(Shape annotation lines)
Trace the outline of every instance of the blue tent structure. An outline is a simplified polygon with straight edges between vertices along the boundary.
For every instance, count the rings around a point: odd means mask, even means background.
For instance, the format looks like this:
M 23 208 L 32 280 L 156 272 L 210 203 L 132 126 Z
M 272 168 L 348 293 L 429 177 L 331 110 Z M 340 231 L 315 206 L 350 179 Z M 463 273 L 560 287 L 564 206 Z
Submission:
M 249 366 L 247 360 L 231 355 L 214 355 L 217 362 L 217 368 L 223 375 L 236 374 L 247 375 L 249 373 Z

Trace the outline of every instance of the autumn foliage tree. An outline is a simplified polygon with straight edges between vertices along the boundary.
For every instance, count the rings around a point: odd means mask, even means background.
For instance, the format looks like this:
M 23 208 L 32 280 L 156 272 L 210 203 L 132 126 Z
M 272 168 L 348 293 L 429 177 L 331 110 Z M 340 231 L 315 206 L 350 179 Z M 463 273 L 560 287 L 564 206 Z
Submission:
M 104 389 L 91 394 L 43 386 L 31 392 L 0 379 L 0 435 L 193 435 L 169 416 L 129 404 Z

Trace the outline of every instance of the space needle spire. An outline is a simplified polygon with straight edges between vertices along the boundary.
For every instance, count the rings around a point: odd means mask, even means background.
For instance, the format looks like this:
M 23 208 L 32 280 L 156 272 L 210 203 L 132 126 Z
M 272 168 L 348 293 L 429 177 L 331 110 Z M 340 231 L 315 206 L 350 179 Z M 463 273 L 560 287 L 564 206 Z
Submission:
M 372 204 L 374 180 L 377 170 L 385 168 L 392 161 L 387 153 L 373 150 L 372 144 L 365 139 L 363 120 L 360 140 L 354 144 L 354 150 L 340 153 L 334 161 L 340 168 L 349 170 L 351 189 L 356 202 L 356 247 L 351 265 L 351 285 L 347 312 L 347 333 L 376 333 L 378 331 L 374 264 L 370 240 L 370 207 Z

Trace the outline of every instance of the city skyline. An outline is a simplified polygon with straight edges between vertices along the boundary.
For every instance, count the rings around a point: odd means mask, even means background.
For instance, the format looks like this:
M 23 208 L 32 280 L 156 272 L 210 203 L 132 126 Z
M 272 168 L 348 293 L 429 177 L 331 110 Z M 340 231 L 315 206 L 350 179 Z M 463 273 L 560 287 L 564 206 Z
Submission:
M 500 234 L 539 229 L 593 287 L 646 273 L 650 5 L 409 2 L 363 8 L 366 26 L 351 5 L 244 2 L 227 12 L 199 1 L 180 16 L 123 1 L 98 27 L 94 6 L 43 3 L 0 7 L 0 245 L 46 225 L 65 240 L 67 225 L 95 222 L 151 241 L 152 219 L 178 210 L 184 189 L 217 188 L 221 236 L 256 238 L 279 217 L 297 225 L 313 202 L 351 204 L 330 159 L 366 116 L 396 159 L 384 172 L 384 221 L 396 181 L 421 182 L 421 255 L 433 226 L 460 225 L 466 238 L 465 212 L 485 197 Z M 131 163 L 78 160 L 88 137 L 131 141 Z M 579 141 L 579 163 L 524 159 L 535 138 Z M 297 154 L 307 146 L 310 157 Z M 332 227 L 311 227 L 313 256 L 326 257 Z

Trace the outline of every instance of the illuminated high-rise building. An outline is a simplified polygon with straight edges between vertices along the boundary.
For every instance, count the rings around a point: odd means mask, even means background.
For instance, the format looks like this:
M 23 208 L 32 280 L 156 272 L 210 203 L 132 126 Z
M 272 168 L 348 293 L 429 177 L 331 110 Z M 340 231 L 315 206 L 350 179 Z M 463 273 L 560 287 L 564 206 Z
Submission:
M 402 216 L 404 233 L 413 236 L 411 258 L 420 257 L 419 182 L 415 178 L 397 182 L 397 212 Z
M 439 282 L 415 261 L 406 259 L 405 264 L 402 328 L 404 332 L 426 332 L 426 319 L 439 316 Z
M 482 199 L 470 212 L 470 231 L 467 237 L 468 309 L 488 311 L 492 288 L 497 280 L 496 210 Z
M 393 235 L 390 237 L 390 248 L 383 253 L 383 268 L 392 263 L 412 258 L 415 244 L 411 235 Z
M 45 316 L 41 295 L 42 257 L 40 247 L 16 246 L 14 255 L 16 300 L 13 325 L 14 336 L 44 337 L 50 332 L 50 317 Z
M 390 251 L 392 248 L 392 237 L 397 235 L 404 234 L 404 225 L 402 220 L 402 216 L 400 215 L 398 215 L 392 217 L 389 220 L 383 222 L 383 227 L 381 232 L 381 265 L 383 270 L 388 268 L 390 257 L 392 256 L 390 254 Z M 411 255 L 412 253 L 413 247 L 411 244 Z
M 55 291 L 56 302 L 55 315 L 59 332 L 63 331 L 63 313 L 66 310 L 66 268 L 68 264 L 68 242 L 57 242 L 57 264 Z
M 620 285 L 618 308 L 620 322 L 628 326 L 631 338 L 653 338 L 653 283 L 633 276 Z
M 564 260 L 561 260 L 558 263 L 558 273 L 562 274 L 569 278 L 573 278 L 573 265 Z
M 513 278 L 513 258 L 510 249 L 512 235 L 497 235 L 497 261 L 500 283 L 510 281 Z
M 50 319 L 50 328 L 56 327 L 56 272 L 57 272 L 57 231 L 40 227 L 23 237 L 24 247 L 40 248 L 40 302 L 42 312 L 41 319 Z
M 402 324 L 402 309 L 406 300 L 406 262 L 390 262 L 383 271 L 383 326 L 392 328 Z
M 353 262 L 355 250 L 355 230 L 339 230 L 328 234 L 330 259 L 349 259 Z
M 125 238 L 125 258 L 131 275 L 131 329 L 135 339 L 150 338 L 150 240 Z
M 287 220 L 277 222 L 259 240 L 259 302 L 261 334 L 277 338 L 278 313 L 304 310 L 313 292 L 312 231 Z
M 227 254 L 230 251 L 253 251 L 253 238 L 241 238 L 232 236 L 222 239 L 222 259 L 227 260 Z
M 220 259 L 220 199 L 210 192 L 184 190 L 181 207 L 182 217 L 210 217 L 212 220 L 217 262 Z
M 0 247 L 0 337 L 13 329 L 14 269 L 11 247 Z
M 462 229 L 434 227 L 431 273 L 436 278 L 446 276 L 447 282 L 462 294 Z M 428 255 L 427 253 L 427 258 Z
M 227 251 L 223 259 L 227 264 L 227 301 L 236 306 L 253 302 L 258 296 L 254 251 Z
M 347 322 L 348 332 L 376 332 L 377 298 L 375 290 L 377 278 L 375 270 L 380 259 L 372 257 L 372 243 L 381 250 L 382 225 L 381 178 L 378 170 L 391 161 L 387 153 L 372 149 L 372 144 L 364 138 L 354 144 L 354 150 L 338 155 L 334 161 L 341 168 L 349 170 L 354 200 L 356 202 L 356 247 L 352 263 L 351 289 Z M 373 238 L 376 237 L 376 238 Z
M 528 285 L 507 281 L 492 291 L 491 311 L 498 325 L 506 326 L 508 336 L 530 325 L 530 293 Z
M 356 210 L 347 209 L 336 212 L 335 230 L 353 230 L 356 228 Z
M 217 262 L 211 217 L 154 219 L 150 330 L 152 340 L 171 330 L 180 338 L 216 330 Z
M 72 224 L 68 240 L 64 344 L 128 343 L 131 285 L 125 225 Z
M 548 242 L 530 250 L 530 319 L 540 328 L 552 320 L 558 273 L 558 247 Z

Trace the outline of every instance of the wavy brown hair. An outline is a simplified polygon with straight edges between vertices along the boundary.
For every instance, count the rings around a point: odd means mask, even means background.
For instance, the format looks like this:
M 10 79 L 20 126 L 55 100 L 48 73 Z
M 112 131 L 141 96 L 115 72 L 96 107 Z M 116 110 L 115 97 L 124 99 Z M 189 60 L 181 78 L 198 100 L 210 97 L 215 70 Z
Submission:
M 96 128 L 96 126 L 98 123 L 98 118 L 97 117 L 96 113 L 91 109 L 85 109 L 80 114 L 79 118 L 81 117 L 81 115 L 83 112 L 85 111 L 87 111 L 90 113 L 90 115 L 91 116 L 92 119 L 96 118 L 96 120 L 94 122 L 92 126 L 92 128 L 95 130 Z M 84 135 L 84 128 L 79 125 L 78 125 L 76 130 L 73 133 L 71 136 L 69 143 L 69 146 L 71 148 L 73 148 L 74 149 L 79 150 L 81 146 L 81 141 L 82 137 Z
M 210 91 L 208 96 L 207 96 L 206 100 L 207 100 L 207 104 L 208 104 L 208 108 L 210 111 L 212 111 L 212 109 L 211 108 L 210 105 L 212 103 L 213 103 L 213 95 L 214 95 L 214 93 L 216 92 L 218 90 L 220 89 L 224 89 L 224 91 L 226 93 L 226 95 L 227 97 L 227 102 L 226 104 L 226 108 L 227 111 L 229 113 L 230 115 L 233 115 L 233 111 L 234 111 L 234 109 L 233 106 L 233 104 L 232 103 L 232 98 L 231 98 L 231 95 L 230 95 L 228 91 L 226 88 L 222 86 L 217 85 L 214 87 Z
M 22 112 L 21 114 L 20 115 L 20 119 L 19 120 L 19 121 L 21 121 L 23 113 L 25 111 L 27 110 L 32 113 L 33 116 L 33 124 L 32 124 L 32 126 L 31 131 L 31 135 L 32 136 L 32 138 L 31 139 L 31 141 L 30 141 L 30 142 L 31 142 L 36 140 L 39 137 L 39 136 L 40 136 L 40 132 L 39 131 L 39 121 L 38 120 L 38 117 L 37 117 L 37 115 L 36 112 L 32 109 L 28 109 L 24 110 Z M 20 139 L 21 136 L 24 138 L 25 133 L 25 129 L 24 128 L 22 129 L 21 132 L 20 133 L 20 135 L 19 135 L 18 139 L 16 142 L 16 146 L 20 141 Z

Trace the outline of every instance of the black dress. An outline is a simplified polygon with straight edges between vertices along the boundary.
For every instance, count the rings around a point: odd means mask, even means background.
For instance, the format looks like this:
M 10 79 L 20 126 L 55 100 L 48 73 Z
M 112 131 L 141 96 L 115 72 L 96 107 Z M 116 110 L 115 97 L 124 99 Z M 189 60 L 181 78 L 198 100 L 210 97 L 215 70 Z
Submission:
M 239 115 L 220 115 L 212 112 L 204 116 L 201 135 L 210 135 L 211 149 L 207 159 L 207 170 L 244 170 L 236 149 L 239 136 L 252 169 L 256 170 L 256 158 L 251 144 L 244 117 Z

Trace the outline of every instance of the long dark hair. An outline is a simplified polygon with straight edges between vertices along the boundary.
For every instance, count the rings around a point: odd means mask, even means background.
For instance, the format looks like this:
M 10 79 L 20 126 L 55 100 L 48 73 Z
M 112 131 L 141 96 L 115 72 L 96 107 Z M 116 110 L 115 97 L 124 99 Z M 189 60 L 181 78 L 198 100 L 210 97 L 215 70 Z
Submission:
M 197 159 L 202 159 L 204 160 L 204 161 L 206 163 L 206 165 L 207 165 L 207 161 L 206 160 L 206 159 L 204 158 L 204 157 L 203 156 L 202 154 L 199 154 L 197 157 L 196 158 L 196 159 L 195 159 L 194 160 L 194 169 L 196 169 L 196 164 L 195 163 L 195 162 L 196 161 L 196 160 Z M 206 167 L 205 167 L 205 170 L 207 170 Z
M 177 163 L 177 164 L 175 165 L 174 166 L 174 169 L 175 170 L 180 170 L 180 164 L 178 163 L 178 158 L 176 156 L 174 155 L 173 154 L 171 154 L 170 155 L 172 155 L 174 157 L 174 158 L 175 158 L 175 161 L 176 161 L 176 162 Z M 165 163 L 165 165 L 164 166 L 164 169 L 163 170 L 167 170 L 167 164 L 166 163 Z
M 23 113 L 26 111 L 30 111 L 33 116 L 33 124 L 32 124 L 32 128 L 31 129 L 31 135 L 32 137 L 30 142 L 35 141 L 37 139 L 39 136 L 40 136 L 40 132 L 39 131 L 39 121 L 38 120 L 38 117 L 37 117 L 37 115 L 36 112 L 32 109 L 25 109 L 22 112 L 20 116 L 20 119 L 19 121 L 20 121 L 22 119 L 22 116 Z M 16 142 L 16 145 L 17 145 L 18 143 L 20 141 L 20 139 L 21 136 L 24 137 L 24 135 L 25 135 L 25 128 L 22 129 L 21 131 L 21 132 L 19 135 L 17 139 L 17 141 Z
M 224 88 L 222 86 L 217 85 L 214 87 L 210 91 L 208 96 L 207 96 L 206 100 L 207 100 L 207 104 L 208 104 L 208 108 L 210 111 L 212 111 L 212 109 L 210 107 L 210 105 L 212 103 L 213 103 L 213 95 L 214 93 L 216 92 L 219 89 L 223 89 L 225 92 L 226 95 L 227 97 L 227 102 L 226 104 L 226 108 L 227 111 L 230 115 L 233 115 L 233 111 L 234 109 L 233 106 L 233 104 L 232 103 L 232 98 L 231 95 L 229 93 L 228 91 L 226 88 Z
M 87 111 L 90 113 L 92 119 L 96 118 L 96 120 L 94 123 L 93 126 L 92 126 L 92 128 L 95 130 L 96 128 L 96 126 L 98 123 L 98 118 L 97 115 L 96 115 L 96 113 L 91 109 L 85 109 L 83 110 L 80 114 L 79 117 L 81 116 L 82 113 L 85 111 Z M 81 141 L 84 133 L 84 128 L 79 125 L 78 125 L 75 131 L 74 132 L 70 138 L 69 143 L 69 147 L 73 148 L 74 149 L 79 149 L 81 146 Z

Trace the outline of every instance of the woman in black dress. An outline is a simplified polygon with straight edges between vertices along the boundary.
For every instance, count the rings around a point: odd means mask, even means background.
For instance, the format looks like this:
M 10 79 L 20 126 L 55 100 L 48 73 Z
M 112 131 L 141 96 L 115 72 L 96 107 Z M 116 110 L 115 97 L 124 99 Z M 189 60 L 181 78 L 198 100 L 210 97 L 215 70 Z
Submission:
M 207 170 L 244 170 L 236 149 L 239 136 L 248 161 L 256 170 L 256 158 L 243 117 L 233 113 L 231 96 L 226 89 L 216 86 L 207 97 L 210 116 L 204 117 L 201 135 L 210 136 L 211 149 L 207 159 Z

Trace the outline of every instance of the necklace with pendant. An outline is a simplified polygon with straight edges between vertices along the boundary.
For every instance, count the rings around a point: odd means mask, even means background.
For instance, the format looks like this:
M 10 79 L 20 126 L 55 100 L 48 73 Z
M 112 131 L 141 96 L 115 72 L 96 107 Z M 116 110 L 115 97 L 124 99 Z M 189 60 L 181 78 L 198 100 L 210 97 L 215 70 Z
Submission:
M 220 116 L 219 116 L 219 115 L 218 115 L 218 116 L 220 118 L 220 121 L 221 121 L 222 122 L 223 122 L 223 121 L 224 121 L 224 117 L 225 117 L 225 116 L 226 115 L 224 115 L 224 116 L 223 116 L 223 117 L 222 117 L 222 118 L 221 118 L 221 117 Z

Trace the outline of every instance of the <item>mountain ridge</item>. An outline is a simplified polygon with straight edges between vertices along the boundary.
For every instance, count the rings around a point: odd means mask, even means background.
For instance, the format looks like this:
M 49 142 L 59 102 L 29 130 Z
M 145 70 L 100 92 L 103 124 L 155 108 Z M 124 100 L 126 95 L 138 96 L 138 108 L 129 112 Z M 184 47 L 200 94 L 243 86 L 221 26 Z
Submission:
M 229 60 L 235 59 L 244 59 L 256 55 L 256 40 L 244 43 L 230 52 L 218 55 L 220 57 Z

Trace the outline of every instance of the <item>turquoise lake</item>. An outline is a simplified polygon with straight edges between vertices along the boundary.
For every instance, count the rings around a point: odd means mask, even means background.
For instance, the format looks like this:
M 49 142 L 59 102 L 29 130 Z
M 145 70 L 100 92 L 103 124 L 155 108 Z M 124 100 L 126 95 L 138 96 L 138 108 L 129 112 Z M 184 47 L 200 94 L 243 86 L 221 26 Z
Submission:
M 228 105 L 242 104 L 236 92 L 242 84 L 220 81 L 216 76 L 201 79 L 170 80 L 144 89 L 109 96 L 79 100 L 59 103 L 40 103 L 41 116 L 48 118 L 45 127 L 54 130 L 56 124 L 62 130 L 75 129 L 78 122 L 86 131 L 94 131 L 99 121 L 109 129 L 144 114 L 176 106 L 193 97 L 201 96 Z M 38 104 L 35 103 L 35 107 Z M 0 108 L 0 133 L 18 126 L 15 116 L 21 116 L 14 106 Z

Task statement: Starting at the line containing "Trace the outline of every instance of the necklace" and continuing through the last line, write everything again with "background" replaced by "exterior", leaving the rest untouched.

Result:
Trace the outline of every instance of the necklace with pendant. An outline is a simplified polygon with straight edges between vertices along the boundary.
For every instance, count the rings around a point: odd means mask, even means exterior.
For instance, the format looks like this:
M 10 79 L 20 126 L 55 100 L 48 73 Z
M 112 131 L 141 96 L 115 72 L 96 107 Z M 116 110 L 115 97 L 124 99 Z M 189 60 L 181 78 L 198 100 L 210 97 L 215 70 Z
Submission:
M 220 116 L 219 116 L 219 115 L 218 115 L 218 116 L 220 118 L 220 121 L 221 121 L 222 122 L 223 122 L 223 121 L 224 121 L 224 117 L 225 117 L 225 116 L 226 115 L 224 115 L 224 116 L 223 116 L 223 117 L 222 117 L 222 118 L 221 118 L 221 117 Z

Trace the outline of every instance of the <item>mountain ridge</item>. An outline is a simplified polygon with straight edges between vertices along the boundary.
For every instance, count the rings around a point: odd means mask, even means exterior.
For instance, the format looks like this:
M 49 142 L 59 102 L 29 130 Z
M 145 70 L 100 92 L 103 124 L 155 108 Z M 124 100 L 126 95 L 138 96 L 138 108 L 129 112 Z M 184 47 L 200 94 L 243 86 L 221 26 Z
Submission:
M 229 60 L 235 59 L 244 59 L 256 55 L 256 40 L 244 43 L 230 52 L 218 55 L 220 57 Z

Trace the outline of every instance of the <item>turquoise lake</item>. An outline is a simplified polygon with straight edges between vertices along the boundary.
For every instance, count the rings around a point: odd means mask, even means exterior.
For instance, the format looks like this:
M 49 142 L 59 102 L 29 130 Z
M 145 70 L 100 92 L 103 124 L 155 108 Z M 124 100 L 126 95 L 138 96 L 138 108 L 129 112 Z M 184 47 L 200 94 L 243 86 L 221 26 Z
Submission:
M 228 105 L 242 104 L 236 92 L 242 84 L 220 81 L 216 76 L 201 79 L 170 80 L 144 89 L 109 96 L 79 100 L 59 103 L 40 103 L 41 116 L 48 118 L 45 127 L 54 130 L 56 124 L 62 130 L 75 129 L 78 122 L 86 131 L 94 131 L 99 121 L 109 129 L 144 114 L 176 106 L 193 97 L 201 96 Z M 38 104 L 35 103 L 35 107 Z M 0 108 L 0 133 L 18 126 L 15 116 L 21 116 L 14 106 Z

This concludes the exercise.